[Written request 1]
Set down the whole text on the actor Amit Mistry word for word.

- Born: 12 January 1974 Mumbai, Maharashtra, India
- Died: 23 April 2021 (aged 47) Andheri, Mumbai, India
- Citizenship: Indian

= Amit Mistry =

Indian actor (1974–2021)

Amit Mistry (12 January 1974 – 23 April 2021) was an Indian drama, film and television actor. He had appeared in a number of tele serials, drama as well as films. He is mostly known for his appearance in Tenali rama, A Gentleman and Saat Phero Ki Hera Pherie.

== Biography ==
Mistry was born in 1974. He acted in theatre, TV shows and films. He was well known in Gujarati theatre. He played a role in Shor in the City, Saat Phero Ki Hera Pherie, Tenali Rama, Maddam Sir and in the Amazon Prime web series Bandish Bandits.

He died on 23 April 2021 in Andheri, Mumbai, following cardiac arrest.

[Written request 2]
In the rows, extract everything from the line containing "the wet pavement." down to the line containing "Query: balcony", both included, and reproduce those lines unchanged.

[Provided data]

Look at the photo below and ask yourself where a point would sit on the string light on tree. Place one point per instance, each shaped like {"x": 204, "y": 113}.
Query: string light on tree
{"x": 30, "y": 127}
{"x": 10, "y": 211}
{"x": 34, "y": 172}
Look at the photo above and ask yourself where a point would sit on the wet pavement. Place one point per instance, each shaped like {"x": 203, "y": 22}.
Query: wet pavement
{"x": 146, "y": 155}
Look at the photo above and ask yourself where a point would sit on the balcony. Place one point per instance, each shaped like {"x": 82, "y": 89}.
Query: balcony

* * *

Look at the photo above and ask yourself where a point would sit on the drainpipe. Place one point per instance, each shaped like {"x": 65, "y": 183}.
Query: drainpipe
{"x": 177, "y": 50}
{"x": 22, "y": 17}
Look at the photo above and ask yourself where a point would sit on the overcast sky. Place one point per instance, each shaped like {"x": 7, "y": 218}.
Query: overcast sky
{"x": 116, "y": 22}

[Written reply 1]
- Born: 12 January 1974 Mumbai, Maharashtra, India
- Died: 23 April 2021 (aged 47) Andheri, Mumbai, India
- Citizenship: Indian

= Amit Mistry =

Indian actor (1974–2021)

Amit Mistry (12 January 1974 – 23 April 2021) was an Indian drama, film and television actor. He had appeared in a number of tele serials, drama as well as films. He is mostly known for his appearance in Tenali rama, A Gentleman and Saat Phero Ki Hera Pherie.

== Biography ==
Mistry was born in 1974. He acted in theatre, TV shows and films. He was well known in Gujarati theatre. He played a role in Shor in the City, Saat Phero Ki Hera Pherie, Tenali Rama, Maddam Sir and in the Amazon Prime web series Bandish Bandits.

He died on 23 April 2021 in Andheri, Mumbai, following cardiac arrest.

[Written reply 2]
Look at the photo above and ask yourself where a point would sit on the wet pavement. Place one point per instance, each shaped like {"x": 203, "y": 22}.
Query: wet pavement
{"x": 146, "y": 155}
Look at the photo above and ask yourself where a point would sit on the balcony. Place one point per instance, each shaped like {"x": 82, "y": 89}.
Query: balcony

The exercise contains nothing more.